=== Materiale di esercitazione ===

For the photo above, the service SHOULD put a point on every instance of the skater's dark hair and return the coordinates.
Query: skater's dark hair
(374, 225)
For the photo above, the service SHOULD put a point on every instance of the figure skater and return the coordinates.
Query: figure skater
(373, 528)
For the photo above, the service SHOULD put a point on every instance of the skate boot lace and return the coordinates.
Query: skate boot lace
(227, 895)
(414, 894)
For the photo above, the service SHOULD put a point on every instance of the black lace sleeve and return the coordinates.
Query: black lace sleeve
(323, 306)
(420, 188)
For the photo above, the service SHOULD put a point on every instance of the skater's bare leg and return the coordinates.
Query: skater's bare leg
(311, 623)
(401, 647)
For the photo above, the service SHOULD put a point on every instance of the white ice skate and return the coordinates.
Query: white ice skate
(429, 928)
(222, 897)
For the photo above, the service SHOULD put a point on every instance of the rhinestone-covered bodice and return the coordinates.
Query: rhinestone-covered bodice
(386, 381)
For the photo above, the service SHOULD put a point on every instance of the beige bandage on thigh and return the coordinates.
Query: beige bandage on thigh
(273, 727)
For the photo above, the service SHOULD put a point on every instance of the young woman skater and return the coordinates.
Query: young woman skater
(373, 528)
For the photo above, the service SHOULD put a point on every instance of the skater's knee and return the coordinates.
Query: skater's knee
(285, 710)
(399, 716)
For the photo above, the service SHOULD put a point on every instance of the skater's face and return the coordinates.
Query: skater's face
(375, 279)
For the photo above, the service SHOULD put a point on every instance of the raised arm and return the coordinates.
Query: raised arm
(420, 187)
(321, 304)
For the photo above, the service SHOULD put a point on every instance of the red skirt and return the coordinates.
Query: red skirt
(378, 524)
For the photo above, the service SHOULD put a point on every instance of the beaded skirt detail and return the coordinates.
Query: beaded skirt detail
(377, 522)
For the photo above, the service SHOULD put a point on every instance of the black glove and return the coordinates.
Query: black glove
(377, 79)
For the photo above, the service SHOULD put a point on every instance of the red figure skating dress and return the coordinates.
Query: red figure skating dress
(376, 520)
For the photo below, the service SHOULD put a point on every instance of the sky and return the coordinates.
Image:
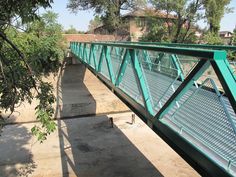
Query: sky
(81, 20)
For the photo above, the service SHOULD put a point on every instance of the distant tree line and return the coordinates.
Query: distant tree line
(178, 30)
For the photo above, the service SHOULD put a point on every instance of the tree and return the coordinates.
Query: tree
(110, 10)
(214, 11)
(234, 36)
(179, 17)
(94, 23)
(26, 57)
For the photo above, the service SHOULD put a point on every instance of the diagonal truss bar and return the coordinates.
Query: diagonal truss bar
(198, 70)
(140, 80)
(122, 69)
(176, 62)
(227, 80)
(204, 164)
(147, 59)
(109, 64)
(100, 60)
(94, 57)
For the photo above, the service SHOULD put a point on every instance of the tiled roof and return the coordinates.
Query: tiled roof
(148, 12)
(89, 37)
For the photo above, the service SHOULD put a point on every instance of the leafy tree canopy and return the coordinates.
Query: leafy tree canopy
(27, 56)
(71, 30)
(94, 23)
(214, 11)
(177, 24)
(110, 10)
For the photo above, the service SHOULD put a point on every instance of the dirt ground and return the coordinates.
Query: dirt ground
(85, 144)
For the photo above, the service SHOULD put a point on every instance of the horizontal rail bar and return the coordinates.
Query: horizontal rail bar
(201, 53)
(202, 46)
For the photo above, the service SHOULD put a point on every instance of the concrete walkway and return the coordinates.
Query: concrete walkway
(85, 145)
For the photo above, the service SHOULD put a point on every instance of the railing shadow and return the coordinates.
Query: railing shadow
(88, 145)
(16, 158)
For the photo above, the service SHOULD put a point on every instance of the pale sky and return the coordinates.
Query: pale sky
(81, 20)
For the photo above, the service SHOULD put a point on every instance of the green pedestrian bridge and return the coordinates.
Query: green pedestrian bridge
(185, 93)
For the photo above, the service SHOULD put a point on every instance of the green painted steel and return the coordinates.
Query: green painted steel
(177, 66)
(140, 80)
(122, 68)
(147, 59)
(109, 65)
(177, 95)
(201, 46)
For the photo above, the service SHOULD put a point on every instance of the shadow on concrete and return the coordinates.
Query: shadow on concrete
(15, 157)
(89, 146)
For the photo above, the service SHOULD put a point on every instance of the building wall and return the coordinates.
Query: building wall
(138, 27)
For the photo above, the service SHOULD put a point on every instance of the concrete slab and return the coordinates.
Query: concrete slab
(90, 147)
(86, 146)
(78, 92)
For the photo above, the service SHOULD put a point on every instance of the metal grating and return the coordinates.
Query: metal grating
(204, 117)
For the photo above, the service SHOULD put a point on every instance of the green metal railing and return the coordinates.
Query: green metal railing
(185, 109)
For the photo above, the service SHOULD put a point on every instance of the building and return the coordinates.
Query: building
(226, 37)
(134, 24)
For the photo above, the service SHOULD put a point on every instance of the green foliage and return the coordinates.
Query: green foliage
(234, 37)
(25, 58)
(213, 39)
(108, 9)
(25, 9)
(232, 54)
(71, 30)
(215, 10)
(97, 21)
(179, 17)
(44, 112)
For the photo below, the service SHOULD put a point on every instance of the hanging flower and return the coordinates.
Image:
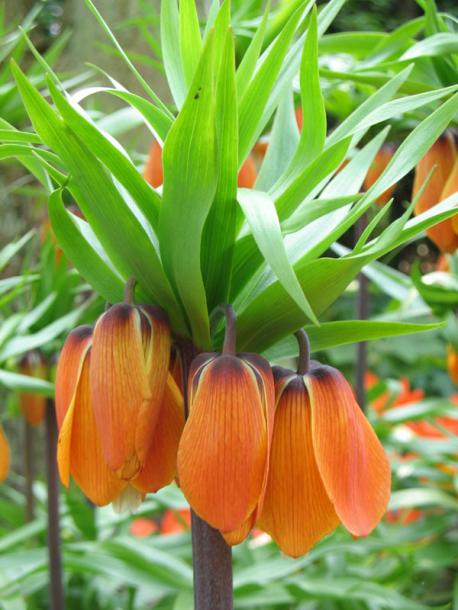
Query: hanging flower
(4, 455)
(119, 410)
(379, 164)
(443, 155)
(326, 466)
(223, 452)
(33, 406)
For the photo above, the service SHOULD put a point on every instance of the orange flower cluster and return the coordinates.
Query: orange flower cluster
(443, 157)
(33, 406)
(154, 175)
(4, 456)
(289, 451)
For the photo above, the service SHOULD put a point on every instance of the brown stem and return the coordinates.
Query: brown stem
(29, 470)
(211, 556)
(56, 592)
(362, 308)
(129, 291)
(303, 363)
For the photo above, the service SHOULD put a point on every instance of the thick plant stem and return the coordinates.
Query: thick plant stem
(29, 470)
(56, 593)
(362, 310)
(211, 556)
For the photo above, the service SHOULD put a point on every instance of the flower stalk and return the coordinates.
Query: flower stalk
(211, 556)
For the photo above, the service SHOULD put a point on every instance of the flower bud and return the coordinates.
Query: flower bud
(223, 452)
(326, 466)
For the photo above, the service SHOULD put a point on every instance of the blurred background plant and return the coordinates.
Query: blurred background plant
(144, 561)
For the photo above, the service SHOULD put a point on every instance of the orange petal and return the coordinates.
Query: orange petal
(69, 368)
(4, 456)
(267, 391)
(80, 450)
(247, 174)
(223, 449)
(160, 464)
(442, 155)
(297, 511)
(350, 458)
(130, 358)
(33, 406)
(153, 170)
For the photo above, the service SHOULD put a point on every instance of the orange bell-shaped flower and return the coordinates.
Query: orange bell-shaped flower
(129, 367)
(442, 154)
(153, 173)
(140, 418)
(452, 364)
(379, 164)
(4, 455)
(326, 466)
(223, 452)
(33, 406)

===
=== Materiale di esercitazione ===

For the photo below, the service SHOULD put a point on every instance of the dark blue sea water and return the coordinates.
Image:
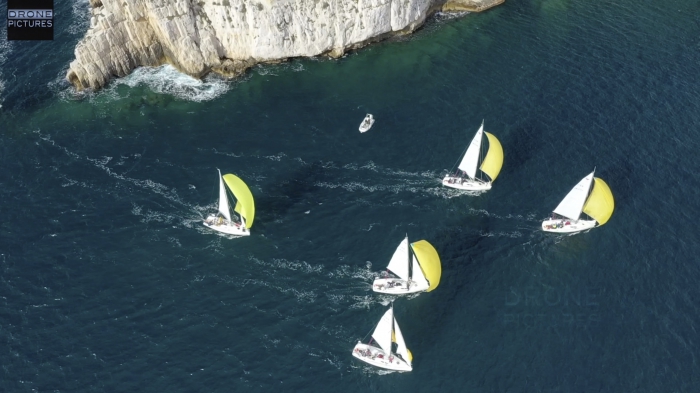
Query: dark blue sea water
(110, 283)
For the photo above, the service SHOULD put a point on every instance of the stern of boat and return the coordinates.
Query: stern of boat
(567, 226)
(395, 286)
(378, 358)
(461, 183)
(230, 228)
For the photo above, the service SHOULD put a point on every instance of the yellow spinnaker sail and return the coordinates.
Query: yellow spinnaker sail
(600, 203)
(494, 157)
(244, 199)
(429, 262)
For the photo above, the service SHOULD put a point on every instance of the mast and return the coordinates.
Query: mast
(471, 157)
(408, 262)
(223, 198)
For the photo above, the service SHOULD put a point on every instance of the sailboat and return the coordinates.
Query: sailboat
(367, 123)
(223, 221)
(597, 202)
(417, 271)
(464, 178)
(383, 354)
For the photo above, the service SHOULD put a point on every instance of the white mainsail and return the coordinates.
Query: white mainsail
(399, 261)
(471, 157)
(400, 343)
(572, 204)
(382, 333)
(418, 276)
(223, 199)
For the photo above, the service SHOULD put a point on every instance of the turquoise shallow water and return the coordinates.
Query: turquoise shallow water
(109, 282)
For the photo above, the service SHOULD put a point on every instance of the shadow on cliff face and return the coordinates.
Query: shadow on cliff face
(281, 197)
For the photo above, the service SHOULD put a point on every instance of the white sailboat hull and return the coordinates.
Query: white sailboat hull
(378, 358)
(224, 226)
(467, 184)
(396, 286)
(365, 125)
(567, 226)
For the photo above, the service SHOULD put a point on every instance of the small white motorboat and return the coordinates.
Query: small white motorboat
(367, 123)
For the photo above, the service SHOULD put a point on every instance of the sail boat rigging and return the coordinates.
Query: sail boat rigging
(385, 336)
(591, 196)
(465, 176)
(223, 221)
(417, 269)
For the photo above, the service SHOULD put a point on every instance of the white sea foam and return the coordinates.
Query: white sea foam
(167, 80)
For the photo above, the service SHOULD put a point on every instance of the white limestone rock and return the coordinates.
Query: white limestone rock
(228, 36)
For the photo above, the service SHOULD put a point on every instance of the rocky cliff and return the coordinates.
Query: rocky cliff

===
=== Materiale di esercitazione ===

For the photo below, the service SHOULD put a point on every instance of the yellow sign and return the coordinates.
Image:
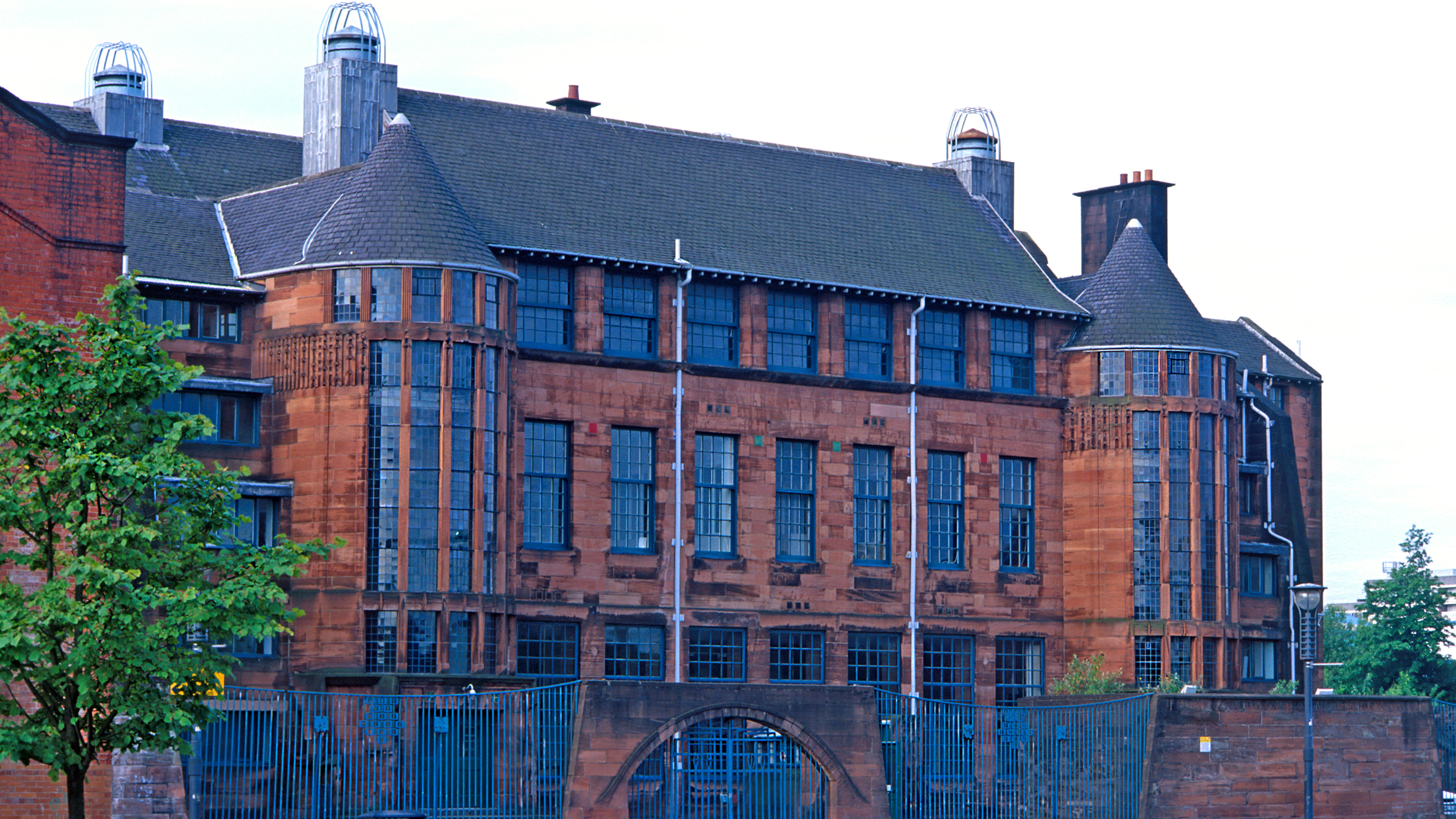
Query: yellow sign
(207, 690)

===

Dettagli del compito:
Individui nelle voci riportate sopra tutte le righe che contengono la stringa "skating" e le trascriva. La distinzione tra maiuscole e minuscole è rilevante.

Risultato del compito:
For the photo above, the service SHOULD put a point on every instance of the red figure skating dress and return the coordinates.
Query: red figure skating dress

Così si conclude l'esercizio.